* Problem description
Reproduce the records below line for line, with no changes.

* Recorded data
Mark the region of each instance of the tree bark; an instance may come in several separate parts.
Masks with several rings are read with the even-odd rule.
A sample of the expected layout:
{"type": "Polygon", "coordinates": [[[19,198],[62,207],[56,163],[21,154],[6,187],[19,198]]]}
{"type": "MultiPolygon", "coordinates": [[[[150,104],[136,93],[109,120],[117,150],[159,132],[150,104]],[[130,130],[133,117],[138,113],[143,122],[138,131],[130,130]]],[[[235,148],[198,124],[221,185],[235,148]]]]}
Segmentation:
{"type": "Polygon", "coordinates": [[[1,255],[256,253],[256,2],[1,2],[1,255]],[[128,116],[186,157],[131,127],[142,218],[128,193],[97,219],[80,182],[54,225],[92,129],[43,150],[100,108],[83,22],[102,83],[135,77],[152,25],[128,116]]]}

* Correct output
Mark the region of each instance of the tree bark; an instance may come in several separate parts.
Masks with several rings are read with the even-odd rule.
A sample of the expected layout:
{"type": "Polygon", "coordinates": [[[19,198],[62,207],[56,163],[21,154],[6,187],[19,198]]]}
{"type": "MultiPolygon", "coordinates": [[[[150,104],[136,93],[109,120],[117,150],[159,132],[150,104]],[[130,130],[133,117],[138,113],[143,122],[138,131],[130,130]]],[[[235,148],[198,124],[221,185],[235,148]]]]}
Segmentation:
{"type": "Polygon", "coordinates": [[[1,255],[256,253],[256,2],[1,2],[1,255]],[[128,116],[186,157],[131,127],[142,218],[128,193],[97,219],[80,182],[54,225],[92,129],[43,150],[100,108],[83,22],[102,83],[135,77],[152,25],[128,116]]]}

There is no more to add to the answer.